## Exercise details
Swap "every instance" for "each instance" everywhere in the records below, and reproduce them with everything else unchanged. Omit the pictures.
----
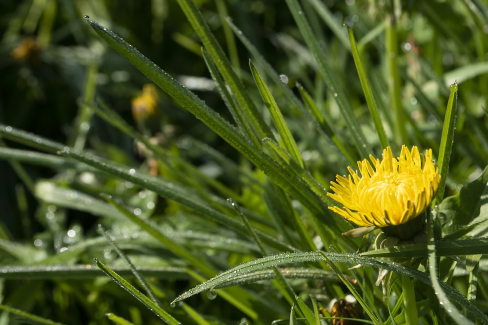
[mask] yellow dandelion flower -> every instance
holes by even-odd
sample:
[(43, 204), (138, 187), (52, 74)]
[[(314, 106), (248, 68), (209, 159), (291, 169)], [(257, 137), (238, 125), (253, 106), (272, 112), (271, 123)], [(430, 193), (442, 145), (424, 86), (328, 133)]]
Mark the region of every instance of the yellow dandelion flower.
[(358, 162), (361, 172), (348, 167), (348, 177), (339, 175), (331, 182), (335, 194), (327, 195), (343, 206), (329, 209), (358, 226), (387, 227), (403, 225), (425, 212), (434, 199), (441, 176), (432, 160), (432, 150), (425, 155), (414, 146), (402, 147), (394, 158), (389, 147), (381, 161), (369, 155)]

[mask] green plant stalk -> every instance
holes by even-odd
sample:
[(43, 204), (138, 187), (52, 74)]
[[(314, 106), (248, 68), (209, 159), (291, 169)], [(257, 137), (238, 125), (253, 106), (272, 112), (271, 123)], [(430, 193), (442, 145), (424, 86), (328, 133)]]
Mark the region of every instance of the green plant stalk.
----
## Exercise response
[mask] yellow dandelion flower -> each instance
holes by even-odd
sample:
[(43, 204), (138, 187), (52, 74)]
[[(314, 106), (248, 68), (209, 159), (291, 169)], [(257, 137), (238, 125), (253, 106), (272, 112), (271, 123)], [(430, 193), (442, 145), (424, 86), (328, 133)]]
Mark the region of each instance of the yellow dandelion flower.
[(358, 162), (361, 172), (348, 167), (348, 177), (339, 175), (331, 182), (335, 194), (327, 195), (343, 206), (329, 209), (358, 226), (387, 227), (403, 225), (425, 212), (434, 199), (441, 176), (432, 160), (432, 150), (425, 155), (414, 146), (402, 147), (394, 158), (389, 147), (381, 161), (369, 155)]

[mask] green plant stalk -> each instance
holes by even-odd
sample:
[(43, 204), (138, 187), (52, 74)]
[[(314, 106), (248, 68), (209, 159), (291, 169)], [(257, 137), (238, 125), (253, 106), (272, 112), (271, 123)], [(430, 193), (442, 145), (424, 86), (328, 133)]]
Mark the region of each instance of the green plant stalk.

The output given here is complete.